Records from a data collection
****

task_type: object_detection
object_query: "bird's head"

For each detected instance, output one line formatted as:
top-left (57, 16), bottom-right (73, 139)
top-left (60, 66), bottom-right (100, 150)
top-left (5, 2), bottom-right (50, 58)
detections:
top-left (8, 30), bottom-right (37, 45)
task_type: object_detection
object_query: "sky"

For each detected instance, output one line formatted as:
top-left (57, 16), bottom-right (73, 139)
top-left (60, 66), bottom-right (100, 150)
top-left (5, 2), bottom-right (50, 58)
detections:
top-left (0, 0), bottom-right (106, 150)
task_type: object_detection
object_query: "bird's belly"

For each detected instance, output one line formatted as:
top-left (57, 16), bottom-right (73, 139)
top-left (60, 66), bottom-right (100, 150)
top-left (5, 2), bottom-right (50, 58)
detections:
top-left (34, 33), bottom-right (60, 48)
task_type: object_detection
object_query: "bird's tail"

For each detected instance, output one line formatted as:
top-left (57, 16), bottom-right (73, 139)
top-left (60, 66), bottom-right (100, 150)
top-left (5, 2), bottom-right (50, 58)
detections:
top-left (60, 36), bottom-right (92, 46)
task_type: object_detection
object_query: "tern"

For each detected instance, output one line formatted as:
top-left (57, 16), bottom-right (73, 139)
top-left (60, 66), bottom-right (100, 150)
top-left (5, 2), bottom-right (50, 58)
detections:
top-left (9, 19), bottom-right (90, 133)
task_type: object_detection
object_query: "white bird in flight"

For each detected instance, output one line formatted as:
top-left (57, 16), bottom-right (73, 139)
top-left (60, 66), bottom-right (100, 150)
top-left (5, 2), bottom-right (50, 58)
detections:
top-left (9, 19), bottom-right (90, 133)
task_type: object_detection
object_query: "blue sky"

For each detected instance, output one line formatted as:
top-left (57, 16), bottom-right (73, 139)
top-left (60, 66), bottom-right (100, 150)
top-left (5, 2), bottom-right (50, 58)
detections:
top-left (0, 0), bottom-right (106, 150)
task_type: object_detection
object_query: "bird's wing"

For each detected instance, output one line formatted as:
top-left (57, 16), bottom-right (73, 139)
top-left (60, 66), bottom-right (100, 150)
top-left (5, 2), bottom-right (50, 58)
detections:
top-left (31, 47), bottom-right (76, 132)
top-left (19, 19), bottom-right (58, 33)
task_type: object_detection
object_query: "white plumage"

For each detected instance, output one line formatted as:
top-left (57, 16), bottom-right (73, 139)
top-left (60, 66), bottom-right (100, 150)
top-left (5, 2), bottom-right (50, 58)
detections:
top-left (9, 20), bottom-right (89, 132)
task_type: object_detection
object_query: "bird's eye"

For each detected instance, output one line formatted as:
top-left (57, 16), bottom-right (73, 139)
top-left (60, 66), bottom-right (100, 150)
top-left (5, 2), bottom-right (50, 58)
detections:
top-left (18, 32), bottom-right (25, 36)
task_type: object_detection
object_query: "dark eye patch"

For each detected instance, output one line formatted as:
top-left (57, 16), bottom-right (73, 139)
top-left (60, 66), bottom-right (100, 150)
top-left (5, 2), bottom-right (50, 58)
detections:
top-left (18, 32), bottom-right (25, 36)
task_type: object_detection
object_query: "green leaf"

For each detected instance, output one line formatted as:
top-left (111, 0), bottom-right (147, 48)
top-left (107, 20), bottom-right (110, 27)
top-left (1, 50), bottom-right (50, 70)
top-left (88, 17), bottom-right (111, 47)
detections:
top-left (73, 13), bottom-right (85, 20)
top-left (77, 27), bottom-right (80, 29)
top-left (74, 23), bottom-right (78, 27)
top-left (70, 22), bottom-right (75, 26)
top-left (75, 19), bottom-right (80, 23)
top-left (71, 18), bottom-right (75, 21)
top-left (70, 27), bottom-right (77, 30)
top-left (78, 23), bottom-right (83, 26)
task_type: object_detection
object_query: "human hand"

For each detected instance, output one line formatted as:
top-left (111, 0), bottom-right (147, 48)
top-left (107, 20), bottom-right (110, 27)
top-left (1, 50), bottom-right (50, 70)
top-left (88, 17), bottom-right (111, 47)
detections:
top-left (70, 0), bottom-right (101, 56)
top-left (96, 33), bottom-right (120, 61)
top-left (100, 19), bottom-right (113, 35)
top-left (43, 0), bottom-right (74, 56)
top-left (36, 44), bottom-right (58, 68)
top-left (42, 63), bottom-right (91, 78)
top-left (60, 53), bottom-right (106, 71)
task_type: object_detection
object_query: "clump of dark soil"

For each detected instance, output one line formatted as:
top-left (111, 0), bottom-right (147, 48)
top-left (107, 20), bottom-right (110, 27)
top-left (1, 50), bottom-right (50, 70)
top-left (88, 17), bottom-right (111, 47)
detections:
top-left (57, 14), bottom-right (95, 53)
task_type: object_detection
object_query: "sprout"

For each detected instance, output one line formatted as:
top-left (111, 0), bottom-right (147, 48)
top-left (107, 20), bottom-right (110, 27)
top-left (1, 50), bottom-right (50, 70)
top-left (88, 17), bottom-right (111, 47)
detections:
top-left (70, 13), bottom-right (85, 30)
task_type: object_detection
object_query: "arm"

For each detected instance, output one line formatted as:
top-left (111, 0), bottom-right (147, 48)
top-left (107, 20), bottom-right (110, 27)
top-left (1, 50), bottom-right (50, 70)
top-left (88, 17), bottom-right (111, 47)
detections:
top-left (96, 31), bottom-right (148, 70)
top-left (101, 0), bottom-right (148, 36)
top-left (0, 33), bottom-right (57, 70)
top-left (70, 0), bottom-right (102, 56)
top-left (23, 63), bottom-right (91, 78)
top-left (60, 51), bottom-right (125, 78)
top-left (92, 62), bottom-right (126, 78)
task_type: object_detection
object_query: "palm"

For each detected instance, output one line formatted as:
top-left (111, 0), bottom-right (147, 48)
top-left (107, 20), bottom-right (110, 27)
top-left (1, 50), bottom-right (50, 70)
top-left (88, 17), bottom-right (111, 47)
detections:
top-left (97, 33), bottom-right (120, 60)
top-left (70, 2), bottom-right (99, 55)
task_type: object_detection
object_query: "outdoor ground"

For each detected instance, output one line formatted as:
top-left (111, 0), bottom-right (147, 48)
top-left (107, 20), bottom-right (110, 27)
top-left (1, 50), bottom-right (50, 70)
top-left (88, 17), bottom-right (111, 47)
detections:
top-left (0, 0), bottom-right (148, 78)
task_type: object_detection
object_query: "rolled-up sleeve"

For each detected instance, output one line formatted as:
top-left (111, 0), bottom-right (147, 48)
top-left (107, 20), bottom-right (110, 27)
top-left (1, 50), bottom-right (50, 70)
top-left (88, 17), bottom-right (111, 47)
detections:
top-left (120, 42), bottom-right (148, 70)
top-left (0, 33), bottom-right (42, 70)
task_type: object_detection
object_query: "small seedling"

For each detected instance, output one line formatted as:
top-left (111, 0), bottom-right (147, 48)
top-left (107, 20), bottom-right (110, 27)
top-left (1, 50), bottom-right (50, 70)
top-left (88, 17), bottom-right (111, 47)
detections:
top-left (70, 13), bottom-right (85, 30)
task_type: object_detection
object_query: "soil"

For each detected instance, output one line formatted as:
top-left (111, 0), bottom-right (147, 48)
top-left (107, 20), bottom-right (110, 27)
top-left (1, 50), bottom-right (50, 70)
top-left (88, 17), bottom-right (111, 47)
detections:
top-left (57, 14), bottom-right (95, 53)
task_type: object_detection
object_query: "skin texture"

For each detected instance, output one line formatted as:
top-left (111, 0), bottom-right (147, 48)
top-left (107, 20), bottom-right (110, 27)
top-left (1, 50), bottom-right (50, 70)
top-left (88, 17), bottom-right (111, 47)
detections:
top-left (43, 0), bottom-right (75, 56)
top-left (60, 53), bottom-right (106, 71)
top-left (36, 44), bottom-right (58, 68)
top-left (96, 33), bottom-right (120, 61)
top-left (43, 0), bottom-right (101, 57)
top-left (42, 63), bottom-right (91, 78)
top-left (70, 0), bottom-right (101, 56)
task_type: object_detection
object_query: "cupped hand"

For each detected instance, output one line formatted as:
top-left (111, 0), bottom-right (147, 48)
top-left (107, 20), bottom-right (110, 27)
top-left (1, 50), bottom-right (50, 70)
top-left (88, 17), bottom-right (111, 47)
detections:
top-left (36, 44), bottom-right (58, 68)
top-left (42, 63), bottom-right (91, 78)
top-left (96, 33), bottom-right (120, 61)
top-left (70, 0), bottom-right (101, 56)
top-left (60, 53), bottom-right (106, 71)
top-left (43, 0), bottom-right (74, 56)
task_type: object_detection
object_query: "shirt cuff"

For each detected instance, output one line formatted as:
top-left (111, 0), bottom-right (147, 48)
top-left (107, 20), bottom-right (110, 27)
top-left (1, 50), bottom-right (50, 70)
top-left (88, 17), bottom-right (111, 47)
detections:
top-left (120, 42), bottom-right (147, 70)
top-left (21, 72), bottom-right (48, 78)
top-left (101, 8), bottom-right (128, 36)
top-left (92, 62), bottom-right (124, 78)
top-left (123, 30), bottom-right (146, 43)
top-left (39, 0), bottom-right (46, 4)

****

**PROBLEM DETAILS**
Swap "object_query" for "target_query" in the part of the records that opens with the first line and closes with the line containing "top-left (60, 36), bottom-right (92, 46)". Give that part again with nothing else changed.

**TASK ANSWER**
task_type: object_detection
target_query: "bird's head"

For each detected instance, output one line formatted as:
top-left (57, 16), bottom-right (73, 139)
top-left (60, 66), bottom-right (100, 150)
top-left (5, 2), bottom-right (50, 58)
detections:
top-left (8, 30), bottom-right (37, 45)
task_type: object_detection
target_query: "sky"

For each detected instance, output one line formatted as:
top-left (57, 16), bottom-right (73, 139)
top-left (60, 66), bottom-right (100, 150)
top-left (5, 2), bottom-right (50, 58)
detections:
top-left (0, 0), bottom-right (106, 150)
task_type: object_detection
target_query: "bird's belly"

For each detected instance, output one line formatted as:
top-left (57, 16), bottom-right (73, 139)
top-left (60, 66), bottom-right (100, 150)
top-left (5, 2), bottom-right (50, 58)
detections:
top-left (34, 33), bottom-right (60, 48)
task_type: object_detection
target_query: "bird's tail"

For each detected instance, output one line formatted as:
top-left (57, 16), bottom-right (73, 139)
top-left (60, 66), bottom-right (100, 150)
top-left (5, 2), bottom-right (50, 58)
detections:
top-left (60, 36), bottom-right (92, 46)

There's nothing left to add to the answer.